◆ WHAT IS EXPECTED:
Write the records out again exactly, leaving no images in.

[Stored data]
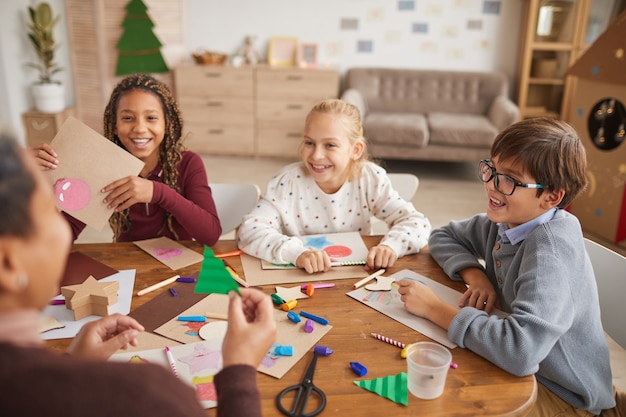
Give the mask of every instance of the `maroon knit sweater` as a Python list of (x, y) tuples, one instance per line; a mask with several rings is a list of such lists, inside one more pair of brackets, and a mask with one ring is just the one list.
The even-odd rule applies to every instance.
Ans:
[[(229, 366), (215, 377), (219, 417), (261, 416), (256, 370)], [(201, 417), (194, 390), (152, 364), (81, 360), (0, 343), (0, 416)]]
[[(130, 227), (118, 238), (119, 242), (134, 242), (155, 237), (175, 236), (168, 229), (165, 213), (172, 214), (172, 225), (178, 240), (195, 239), (203, 245), (213, 246), (222, 234), (215, 202), (208, 185), (206, 169), (200, 157), (193, 152), (183, 152), (178, 164), (180, 194), (163, 184), (161, 165), (152, 171), (148, 179), (154, 182), (154, 194), (149, 204), (137, 203), (130, 207)], [(102, 198), (106, 194), (102, 194)], [(67, 213), (74, 240), (85, 224)]]

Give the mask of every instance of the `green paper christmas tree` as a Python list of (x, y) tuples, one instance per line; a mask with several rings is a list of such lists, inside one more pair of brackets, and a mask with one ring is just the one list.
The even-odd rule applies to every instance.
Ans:
[(226, 266), (221, 259), (215, 257), (213, 250), (208, 246), (204, 247), (204, 260), (198, 274), (198, 282), (195, 293), (204, 294), (228, 294), (234, 290), (239, 293), (237, 282), (226, 270)]
[(409, 390), (407, 388), (406, 372), (383, 378), (354, 381), (354, 383), (368, 391), (387, 398), (395, 403), (409, 405)]
[(130, 0), (122, 27), (124, 32), (117, 42), (116, 76), (169, 71), (161, 55), (162, 43), (152, 32), (154, 23), (143, 1)]

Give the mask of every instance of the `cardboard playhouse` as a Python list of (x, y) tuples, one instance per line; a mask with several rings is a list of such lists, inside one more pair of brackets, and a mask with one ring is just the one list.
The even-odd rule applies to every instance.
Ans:
[(568, 70), (570, 119), (587, 152), (589, 187), (570, 211), (583, 230), (626, 247), (626, 11)]

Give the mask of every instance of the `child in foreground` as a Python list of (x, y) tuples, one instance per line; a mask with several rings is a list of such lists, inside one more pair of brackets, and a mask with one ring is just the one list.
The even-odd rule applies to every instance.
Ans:
[[(183, 118), (165, 84), (144, 74), (124, 78), (104, 110), (104, 136), (141, 159), (139, 176), (120, 178), (102, 190), (114, 209), (109, 223), (118, 242), (169, 237), (212, 246), (222, 229), (200, 157), (182, 144)], [(43, 169), (55, 169), (48, 144), (34, 150)], [(74, 240), (85, 224), (64, 213)]]
[[(429, 239), (446, 274), (469, 285), (459, 306), (399, 282), (405, 308), (447, 329), (460, 347), (514, 375), (535, 375), (530, 416), (597, 415), (615, 405), (593, 269), (578, 219), (563, 210), (586, 187), (586, 166), (564, 122), (505, 129), (478, 166), (487, 213)], [(494, 306), (508, 316), (489, 316)]]
[[(83, 326), (67, 355), (45, 349), (39, 315), (59, 288), (70, 229), (31, 155), (0, 134), (0, 415), (206, 416), (193, 388), (154, 364), (105, 362), (143, 327), (114, 314)], [(262, 292), (229, 294), (218, 413), (261, 416), (256, 367), (276, 338)]]
[(367, 256), (367, 268), (388, 268), (428, 241), (430, 222), (395, 191), (384, 169), (367, 160), (359, 110), (325, 100), (306, 118), (301, 162), (279, 171), (257, 207), (244, 216), (238, 245), (249, 255), (292, 263), (308, 273), (326, 272), (331, 259), (294, 236), (371, 232), (371, 218), (389, 231)]

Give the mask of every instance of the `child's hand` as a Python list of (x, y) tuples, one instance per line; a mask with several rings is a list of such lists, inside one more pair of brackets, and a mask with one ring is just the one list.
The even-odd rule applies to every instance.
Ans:
[(304, 251), (296, 259), (296, 266), (303, 268), (307, 273), (328, 272), (330, 270), (330, 257), (323, 250)]
[(67, 352), (88, 359), (106, 360), (119, 349), (137, 346), (137, 335), (144, 328), (137, 320), (112, 314), (85, 324)]
[(410, 279), (397, 281), (400, 300), (404, 308), (411, 314), (432, 321), (439, 327), (448, 330), (458, 309), (443, 302), (433, 290), (422, 283)]
[(459, 307), (474, 307), (487, 313), (496, 306), (496, 291), (485, 273), (478, 268), (467, 268), (459, 272), (468, 285), (459, 300)]
[(222, 345), (224, 367), (259, 366), (276, 340), (276, 320), (270, 298), (259, 290), (240, 288), (228, 296), (228, 329)]
[(371, 271), (380, 268), (390, 268), (396, 263), (397, 259), (398, 255), (396, 255), (396, 252), (389, 246), (373, 246), (367, 254), (367, 265), (365, 265), (365, 269)]
[(150, 203), (154, 184), (145, 178), (130, 176), (114, 181), (102, 189), (109, 192), (104, 204), (115, 211), (123, 211), (136, 203)]
[(57, 153), (52, 149), (52, 146), (47, 143), (35, 146), (31, 149), (31, 153), (35, 157), (37, 165), (39, 165), (43, 171), (55, 169), (59, 165)]

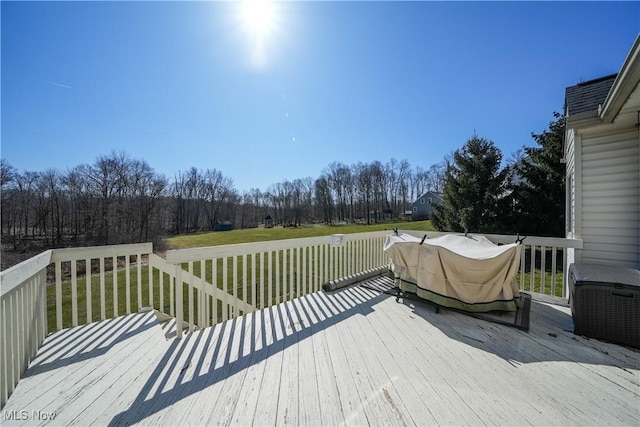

◆ SOLUTION FOR THIS PROBLEM:
Give the mask of every instance of the `maroon knit sweater` as a Python list of (x, y) tuples, one instance per line; a mask with several rings is a list of such lists, inside one more pair of brackets, and a mask with one ring is just the one list.
The even-odd rule applies to every instance.
Ans:
[[(229, 366), (215, 377), (219, 417), (261, 416), (256, 370)], [(201, 417), (194, 390), (152, 364), (81, 360), (0, 343), (0, 416)]]
[[(130, 227), (118, 238), (119, 242), (134, 242), (155, 237), (175, 236), (168, 229), (165, 213), (172, 214), (172, 225), (178, 240), (195, 239), (203, 245), (213, 246), (222, 234), (215, 202), (208, 185), (206, 169), (200, 157), (193, 152), (183, 152), (178, 164), (180, 194), (163, 184), (161, 165), (152, 171), (148, 179), (154, 182), (154, 194), (149, 204), (137, 203), (130, 207)], [(102, 198), (106, 194), (102, 194)], [(67, 213), (74, 240), (85, 224)]]

Give the mask of every instance of the `green paper christmas tree` as a Python list of (x, y) tuples, one instance per line; a mask with several rings is a list of such lists, inside one more pair of brackets, and a mask with one ring is just the one list.
The even-odd rule applies to every instance.
Ans:
[(226, 266), (221, 259), (215, 257), (213, 250), (208, 246), (204, 247), (204, 260), (198, 274), (198, 282), (195, 293), (204, 294), (228, 294), (234, 290), (239, 293), (237, 282), (226, 270)]
[(409, 390), (407, 388), (406, 372), (383, 378), (354, 381), (354, 383), (368, 391), (387, 398), (395, 403), (409, 405)]
[(130, 0), (122, 27), (124, 32), (117, 42), (116, 76), (169, 71), (161, 55), (162, 43), (152, 32), (154, 23), (143, 1)]

Give the mask of every instance of the `cardboard playhouse` as a Python list of (x, y) tuples, one instance per line; a mask with several rings is a list of such lists, inside one more pair of brackets, and a mask with one ring is just the one list.
The even-odd rule applies to every instance.
Ans:
[(568, 70), (570, 119), (587, 152), (589, 187), (570, 211), (583, 230), (626, 247), (626, 11)]

Give the mask of every instance of the `child in foreground` as a Python list of (x, y) tuples, one instance per line; a mask with several rings is a list of such lists, inside one more pair of brackets, and a mask with one ring is just the one list.
The even-odd rule applies to every instance.
Ans:
[[(183, 118), (165, 84), (144, 74), (124, 78), (104, 110), (104, 136), (141, 159), (139, 176), (120, 178), (102, 190), (114, 209), (109, 223), (118, 242), (169, 237), (212, 246), (222, 229), (200, 157), (182, 144)], [(43, 169), (55, 169), (48, 144), (34, 150)], [(74, 240), (85, 224), (64, 213)]]
[[(429, 239), (446, 274), (469, 285), (459, 306), (399, 282), (405, 308), (447, 329), (460, 347), (514, 375), (535, 375), (530, 416), (597, 415), (615, 405), (593, 269), (578, 219), (563, 210), (586, 187), (586, 166), (564, 122), (505, 129), (478, 166), (487, 213)], [(494, 306), (508, 316), (489, 316)]]
[[(83, 326), (67, 355), (45, 349), (39, 315), (59, 288), (70, 229), (31, 155), (0, 134), (0, 415), (206, 416), (193, 388), (154, 364), (105, 362), (143, 327), (114, 314)], [(262, 292), (229, 294), (218, 413), (261, 416), (256, 367), (276, 338)]]
[(367, 256), (367, 268), (388, 268), (428, 241), (430, 222), (395, 191), (384, 169), (367, 160), (359, 110), (325, 100), (306, 118), (301, 162), (279, 171), (257, 207), (244, 216), (238, 245), (249, 255), (292, 263), (308, 273), (326, 272), (331, 259), (294, 236), (371, 232), (371, 218), (389, 231)]

Give the mask of every instance of the `child's hand` as a Python list of (x, y) tuples, one instance per line; a mask with several rings is a list of such lists, inside one more pair of brackets, and a mask with one ring is just the one list.
The even-odd rule applies to every instance.
Ans:
[(304, 251), (296, 259), (296, 266), (303, 268), (307, 273), (328, 272), (330, 270), (330, 257), (323, 250)]
[(67, 352), (88, 359), (106, 360), (119, 349), (137, 346), (137, 335), (144, 328), (137, 320), (112, 314), (85, 324)]
[(410, 279), (397, 281), (400, 300), (404, 308), (411, 314), (432, 321), (439, 327), (448, 330), (458, 309), (443, 302), (433, 290), (422, 283)]
[(459, 307), (474, 307), (487, 313), (496, 306), (496, 291), (485, 273), (478, 268), (467, 268), (459, 272), (468, 285), (459, 300)]
[(222, 345), (224, 367), (259, 366), (276, 340), (276, 320), (270, 298), (259, 290), (240, 288), (228, 296), (228, 329)]
[(371, 271), (380, 268), (390, 268), (396, 263), (397, 259), (398, 255), (396, 255), (396, 252), (389, 246), (373, 246), (367, 254), (367, 265), (365, 265), (365, 269)]
[(150, 203), (154, 184), (145, 178), (130, 176), (114, 181), (102, 189), (109, 192), (104, 204), (115, 211), (123, 211), (136, 203)]
[(57, 153), (52, 149), (52, 146), (47, 143), (35, 146), (31, 149), (31, 153), (35, 157), (37, 165), (39, 165), (43, 171), (55, 169), (59, 165)]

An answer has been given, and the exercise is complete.